SET TASK: Arrange the rows from the one containing "of the girl" through the last row, inclusive, as a two-column CSV with the columns request and answer, one CSV line per row, each field quoted and any line breaks inside it turned into spaces. Leave the pictures out.

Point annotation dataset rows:
━━━━━━━━
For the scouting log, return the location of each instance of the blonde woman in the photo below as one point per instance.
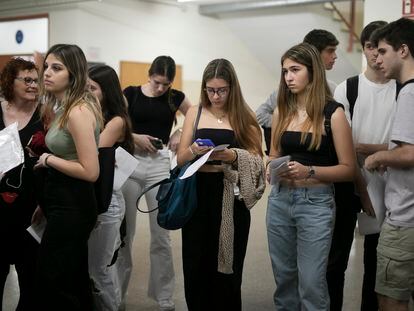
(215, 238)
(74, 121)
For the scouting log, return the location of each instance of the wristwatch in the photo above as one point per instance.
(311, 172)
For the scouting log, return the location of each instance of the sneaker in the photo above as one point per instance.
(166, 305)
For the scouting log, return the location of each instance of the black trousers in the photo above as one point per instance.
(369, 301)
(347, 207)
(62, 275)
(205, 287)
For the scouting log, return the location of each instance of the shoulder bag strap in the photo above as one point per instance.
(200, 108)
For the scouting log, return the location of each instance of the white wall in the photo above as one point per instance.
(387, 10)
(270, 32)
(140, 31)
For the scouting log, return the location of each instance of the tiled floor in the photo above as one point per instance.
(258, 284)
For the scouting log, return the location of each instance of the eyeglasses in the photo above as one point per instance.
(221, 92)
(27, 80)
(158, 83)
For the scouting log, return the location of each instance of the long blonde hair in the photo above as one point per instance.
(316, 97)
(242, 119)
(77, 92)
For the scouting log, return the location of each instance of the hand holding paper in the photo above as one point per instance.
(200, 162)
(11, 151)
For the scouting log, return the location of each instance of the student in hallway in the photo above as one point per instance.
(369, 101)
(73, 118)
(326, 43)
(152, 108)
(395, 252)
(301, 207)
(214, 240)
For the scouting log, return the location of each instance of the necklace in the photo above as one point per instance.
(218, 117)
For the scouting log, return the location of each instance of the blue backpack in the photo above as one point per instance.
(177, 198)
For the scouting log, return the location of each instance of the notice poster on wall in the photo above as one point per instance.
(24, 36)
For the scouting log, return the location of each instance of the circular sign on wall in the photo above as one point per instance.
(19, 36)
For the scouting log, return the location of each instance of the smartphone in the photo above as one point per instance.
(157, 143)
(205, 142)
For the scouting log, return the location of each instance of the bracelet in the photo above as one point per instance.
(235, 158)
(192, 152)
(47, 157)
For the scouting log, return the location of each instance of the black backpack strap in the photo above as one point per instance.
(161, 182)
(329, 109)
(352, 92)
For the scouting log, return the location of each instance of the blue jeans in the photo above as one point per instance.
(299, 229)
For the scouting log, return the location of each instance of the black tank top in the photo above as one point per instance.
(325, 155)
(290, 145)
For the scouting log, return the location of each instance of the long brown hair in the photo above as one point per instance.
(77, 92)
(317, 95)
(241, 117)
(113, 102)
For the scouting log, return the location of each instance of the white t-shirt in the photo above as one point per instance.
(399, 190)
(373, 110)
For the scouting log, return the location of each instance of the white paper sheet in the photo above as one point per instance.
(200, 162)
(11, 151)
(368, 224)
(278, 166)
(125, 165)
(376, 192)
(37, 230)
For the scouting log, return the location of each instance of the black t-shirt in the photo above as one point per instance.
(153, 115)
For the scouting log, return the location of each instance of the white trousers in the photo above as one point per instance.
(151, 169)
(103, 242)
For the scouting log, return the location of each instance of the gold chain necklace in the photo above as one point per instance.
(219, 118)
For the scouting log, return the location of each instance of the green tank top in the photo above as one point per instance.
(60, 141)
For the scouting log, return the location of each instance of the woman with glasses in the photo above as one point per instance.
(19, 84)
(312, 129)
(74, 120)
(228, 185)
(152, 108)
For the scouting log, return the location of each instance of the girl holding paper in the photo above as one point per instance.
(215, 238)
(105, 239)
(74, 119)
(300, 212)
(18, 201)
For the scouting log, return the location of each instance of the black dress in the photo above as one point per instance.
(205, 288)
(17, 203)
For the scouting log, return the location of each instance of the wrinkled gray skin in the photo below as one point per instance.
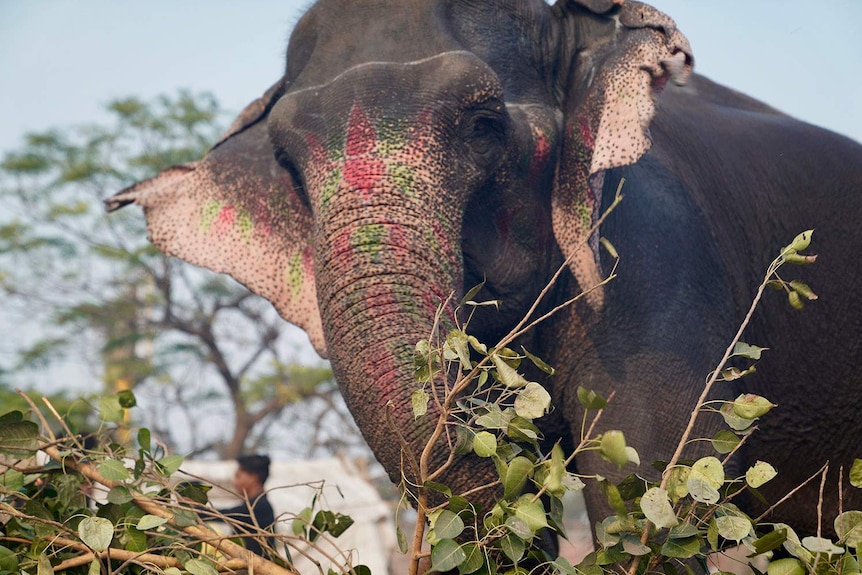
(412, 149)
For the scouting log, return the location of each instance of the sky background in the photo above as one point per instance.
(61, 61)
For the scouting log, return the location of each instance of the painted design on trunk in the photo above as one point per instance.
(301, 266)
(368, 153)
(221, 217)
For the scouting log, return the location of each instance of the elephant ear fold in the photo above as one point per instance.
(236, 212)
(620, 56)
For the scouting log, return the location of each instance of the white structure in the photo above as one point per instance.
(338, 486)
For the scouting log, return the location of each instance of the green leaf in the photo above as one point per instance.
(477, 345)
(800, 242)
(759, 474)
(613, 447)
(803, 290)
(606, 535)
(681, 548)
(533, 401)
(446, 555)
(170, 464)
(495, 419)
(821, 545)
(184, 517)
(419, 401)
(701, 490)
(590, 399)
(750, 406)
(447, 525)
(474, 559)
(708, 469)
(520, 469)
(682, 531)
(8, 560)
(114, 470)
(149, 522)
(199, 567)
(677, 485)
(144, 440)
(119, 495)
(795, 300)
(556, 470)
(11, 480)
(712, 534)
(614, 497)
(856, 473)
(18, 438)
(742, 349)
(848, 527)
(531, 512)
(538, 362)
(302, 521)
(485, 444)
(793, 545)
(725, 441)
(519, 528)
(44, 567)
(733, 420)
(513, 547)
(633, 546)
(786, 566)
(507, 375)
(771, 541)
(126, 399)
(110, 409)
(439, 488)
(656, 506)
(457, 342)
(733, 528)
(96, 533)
━━━━━━━━
TASK RESULT:
request,answer
"For the scouting log, return the location of each instance of the girl holding paper in the photo above as one point per instance.","(215, 238) (105, 239) (74, 119) (300, 212) (18, 201)"
"For the scouting log, return the location of each instance of the black dress in the photo above as one point per instance.","(205, 288) (17, 203)"
"For the scouting log, return the location of each instance of the wrinkled gray skin in the photo below as one point per instance.","(412, 149)"
"For the scouting log, return the location of each instance of the sky background in the photo above as one point per instance.","(61, 61)"
"For the scouting log, return the location of each instance of the painted design on trunk in the photo above as one point per instance.","(301, 266) (368, 153) (221, 217)"
"For the scouting log, return the location of each instance of the elephant ear fold in the photo above as one point per instance.","(236, 212) (620, 56)"
"For the scouting log, return the location of each instance of the white structure in the photo above as one point per instance.","(338, 486)"
"For the scouting log, return the location of each instance of the green leaf in the photo above as one point per instance.","(477, 345) (800, 242) (759, 474) (613, 447) (803, 290) (606, 535) (681, 548) (533, 401) (446, 555) (170, 464) (495, 419) (821, 545) (184, 517) (419, 401) (701, 490) (590, 399) (750, 406) (447, 525) (474, 559) (708, 469) (520, 469) (682, 531) (8, 560) (114, 470) (149, 522) (199, 567) (677, 485) (144, 440) (119, 495) (795, 300) (556, 470) (11, 480) (712, 534) (614, 497) (856, 473) (18, 438) (742, 349) (848, 527) (531, 512) (538, 362) (302, 521) (485, 444) (793, 545) (725, 441) (519, 528) (44, 567) (733, 420) (513, 547) (633, 546) (786, 566) (507, 375) (771, 541) (126, 399) (110, 409) (439, 488) (656, 506) (457, 342) (733, 528) (96, 533)"